Work required: Your answer should be the lines below from the one with "Mark one point on every instance of the seal eye" to the one with "Mark one point on every instance of the wet fur", both included, given again exactly and with nothing added.

Extracted material:
□ □ □ □

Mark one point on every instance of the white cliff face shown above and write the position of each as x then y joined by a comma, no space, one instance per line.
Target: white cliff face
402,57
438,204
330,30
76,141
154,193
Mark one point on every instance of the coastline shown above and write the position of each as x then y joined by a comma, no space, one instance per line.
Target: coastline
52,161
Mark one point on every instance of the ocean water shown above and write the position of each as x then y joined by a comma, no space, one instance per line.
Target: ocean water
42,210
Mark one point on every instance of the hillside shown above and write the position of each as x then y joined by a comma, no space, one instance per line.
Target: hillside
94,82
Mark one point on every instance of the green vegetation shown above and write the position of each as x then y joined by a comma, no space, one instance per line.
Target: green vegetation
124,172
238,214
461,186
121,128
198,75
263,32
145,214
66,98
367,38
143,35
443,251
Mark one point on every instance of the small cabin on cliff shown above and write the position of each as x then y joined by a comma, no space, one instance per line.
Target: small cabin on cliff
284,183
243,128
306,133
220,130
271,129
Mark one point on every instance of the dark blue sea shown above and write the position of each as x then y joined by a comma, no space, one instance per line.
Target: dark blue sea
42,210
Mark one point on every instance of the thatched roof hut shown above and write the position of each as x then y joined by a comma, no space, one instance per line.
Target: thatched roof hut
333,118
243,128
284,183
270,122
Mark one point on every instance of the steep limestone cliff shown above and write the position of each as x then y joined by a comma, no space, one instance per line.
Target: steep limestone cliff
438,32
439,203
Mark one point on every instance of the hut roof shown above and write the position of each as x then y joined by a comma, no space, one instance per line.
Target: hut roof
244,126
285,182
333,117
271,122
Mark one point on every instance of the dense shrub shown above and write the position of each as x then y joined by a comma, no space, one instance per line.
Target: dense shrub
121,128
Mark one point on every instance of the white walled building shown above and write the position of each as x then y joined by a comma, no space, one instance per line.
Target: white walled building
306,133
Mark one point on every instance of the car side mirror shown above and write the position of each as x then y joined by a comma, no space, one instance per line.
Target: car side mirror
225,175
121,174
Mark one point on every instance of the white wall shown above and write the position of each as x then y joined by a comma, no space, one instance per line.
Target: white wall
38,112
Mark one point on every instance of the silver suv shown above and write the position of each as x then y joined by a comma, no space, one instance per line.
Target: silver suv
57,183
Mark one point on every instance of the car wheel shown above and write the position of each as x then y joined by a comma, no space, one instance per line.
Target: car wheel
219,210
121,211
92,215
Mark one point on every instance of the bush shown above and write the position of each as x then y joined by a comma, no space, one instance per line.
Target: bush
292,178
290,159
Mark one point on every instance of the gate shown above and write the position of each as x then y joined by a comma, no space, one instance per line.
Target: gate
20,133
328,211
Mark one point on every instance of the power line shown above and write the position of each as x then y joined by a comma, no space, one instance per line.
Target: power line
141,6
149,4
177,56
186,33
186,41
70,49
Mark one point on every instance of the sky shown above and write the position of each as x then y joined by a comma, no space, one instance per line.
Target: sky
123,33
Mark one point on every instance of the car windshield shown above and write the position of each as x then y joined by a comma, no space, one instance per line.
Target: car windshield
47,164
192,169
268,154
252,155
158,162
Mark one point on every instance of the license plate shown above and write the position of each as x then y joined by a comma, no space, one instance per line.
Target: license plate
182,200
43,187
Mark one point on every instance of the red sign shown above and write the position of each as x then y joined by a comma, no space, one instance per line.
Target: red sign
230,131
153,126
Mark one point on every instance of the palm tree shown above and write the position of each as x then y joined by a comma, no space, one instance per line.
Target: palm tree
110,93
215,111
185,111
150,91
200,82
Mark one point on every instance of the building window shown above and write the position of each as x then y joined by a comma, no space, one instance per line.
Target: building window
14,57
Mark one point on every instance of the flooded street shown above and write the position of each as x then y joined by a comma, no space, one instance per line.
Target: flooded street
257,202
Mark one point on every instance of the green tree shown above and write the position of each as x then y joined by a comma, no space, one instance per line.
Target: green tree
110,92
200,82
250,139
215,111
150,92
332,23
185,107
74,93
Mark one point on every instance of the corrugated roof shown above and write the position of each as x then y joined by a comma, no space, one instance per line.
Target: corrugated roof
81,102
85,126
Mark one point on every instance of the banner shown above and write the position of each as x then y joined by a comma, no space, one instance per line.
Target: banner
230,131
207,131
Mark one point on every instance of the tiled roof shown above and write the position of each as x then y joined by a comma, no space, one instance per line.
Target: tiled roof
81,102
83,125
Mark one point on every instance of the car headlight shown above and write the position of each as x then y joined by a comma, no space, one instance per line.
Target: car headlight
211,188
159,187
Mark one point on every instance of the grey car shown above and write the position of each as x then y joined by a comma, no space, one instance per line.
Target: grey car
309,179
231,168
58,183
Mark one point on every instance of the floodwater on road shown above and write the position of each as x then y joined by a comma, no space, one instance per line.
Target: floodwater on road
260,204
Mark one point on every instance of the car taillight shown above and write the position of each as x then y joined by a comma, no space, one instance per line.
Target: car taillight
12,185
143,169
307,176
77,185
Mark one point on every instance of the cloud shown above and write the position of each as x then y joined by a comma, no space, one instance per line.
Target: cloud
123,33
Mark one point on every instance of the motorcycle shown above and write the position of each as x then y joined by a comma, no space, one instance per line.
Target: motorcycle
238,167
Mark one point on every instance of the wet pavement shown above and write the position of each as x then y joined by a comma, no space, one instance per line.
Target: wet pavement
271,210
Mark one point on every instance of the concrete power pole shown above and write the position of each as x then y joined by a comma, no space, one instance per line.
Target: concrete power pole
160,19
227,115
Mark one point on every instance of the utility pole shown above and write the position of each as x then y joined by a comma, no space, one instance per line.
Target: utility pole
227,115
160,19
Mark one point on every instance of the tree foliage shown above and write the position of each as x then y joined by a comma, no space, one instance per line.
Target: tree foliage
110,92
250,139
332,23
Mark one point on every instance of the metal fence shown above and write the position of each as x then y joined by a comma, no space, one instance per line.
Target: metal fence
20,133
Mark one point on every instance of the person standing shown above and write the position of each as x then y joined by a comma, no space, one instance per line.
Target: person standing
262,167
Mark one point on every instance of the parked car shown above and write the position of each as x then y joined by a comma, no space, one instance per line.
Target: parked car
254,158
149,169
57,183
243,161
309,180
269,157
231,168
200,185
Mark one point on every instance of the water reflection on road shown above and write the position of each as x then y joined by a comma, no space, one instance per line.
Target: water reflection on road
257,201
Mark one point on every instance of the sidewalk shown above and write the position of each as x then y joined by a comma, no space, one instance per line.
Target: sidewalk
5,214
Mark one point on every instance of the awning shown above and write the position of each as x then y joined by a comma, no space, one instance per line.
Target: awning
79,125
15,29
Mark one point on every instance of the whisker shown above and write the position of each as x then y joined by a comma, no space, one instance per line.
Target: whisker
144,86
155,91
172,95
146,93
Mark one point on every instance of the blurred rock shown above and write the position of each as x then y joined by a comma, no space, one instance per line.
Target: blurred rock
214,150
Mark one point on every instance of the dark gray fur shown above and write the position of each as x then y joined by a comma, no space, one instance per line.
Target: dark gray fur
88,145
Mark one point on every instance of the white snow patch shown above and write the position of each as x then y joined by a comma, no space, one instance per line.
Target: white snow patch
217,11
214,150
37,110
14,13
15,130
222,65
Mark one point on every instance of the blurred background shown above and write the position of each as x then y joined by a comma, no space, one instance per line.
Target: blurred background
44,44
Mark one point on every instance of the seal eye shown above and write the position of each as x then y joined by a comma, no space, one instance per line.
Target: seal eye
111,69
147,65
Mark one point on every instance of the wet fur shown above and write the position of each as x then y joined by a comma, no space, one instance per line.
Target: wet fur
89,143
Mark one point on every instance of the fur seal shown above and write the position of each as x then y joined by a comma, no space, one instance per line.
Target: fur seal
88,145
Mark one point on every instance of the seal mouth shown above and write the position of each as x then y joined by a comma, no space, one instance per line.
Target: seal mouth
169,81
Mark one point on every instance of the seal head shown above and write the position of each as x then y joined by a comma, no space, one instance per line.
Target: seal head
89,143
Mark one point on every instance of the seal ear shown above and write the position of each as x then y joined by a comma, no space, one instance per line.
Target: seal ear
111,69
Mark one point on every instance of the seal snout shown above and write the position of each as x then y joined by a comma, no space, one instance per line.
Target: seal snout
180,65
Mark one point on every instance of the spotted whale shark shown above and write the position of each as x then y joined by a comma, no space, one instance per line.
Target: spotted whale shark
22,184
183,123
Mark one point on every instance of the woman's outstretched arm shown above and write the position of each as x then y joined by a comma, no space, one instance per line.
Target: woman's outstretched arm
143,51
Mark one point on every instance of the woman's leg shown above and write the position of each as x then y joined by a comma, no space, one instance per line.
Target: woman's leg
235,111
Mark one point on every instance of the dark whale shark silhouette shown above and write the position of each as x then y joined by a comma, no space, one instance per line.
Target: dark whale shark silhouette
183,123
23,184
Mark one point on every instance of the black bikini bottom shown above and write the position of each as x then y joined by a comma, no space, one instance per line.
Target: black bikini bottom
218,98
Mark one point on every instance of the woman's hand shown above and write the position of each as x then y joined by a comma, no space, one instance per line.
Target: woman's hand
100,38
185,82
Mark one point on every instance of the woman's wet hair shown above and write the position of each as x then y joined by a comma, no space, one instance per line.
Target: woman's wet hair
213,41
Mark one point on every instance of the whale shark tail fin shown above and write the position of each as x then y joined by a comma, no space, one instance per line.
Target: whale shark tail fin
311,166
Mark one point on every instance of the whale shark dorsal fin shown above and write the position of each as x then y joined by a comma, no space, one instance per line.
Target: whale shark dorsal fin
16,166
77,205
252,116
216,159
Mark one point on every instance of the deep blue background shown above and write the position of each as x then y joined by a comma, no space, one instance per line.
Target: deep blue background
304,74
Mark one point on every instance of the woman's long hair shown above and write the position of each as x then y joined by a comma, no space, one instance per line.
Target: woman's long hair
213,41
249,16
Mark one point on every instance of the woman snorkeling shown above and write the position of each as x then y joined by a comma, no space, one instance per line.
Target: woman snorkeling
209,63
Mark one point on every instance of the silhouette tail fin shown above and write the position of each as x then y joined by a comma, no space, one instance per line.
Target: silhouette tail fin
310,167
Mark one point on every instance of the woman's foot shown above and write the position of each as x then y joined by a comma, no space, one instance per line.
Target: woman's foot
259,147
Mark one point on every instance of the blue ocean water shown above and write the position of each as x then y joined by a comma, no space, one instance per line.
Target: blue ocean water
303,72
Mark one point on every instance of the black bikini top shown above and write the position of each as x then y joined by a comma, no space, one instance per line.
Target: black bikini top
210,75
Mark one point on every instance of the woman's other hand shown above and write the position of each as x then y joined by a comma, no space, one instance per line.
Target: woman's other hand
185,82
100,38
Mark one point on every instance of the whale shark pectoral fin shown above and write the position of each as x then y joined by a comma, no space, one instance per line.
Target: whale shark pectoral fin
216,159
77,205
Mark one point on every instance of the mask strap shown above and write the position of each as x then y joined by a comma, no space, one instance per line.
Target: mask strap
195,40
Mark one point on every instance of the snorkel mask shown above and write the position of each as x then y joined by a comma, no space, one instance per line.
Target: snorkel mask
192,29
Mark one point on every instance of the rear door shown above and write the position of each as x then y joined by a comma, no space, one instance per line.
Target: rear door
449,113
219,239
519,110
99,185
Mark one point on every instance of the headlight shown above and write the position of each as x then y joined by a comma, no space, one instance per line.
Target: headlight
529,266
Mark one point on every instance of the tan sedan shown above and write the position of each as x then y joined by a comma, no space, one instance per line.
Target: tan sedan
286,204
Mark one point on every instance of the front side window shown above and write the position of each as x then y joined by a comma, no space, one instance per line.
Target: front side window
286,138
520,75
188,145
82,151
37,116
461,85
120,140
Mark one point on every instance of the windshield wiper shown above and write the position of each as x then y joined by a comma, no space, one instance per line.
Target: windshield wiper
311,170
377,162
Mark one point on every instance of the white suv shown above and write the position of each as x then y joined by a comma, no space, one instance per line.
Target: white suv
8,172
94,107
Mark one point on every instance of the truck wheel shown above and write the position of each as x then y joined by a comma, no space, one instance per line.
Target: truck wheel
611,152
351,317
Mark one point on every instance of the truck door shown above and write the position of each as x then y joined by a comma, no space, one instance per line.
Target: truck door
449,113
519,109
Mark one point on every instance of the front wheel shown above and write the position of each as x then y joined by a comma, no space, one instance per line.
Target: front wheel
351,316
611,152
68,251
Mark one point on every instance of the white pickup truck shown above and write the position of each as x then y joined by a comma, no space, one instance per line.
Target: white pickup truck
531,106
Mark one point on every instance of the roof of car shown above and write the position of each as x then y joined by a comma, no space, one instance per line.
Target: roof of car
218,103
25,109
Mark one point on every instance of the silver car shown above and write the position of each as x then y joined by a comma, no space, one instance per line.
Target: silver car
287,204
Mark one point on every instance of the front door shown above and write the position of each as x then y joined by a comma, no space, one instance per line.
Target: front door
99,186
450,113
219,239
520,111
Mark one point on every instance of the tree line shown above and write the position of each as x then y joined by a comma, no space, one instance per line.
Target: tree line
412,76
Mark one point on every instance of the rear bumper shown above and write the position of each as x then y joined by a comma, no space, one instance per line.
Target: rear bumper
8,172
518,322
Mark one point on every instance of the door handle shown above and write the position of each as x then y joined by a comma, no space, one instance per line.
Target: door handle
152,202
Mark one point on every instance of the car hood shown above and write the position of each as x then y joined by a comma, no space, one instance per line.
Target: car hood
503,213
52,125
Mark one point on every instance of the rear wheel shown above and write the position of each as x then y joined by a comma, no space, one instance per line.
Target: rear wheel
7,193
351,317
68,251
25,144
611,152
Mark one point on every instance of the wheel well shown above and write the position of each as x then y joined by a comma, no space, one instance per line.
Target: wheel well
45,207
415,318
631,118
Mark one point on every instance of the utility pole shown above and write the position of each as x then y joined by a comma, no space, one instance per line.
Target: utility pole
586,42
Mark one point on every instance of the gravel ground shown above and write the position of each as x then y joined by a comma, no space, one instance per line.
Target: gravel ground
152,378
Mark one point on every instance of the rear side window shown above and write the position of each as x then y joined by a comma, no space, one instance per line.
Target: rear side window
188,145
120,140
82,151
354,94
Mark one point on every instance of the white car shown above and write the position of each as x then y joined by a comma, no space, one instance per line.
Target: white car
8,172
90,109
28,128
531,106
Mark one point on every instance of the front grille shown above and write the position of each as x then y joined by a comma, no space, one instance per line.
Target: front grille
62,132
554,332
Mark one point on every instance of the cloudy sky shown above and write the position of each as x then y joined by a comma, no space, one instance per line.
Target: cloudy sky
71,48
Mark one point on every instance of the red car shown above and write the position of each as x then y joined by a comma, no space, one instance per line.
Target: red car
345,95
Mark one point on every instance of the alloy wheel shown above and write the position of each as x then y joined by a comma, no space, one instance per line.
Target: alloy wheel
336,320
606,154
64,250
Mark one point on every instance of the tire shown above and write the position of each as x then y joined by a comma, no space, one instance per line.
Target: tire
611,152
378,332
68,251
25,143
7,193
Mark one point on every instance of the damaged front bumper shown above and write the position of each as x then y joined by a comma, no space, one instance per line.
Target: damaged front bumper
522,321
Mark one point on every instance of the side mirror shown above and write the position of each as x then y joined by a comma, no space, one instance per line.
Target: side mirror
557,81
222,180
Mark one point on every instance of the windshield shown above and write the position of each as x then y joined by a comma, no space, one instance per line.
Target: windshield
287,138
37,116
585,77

□ □ □ □

Answer to this task:
Mark one point on every instance of the seal eye shown above and write the position of each as x then y joined by a comma, no space, one instance per line.
Target: seal eye
111,69
147,65
Mark one point on every instance of the wet fur shown above and write the position of each as x then y joined by a comma, no space, one instance per line.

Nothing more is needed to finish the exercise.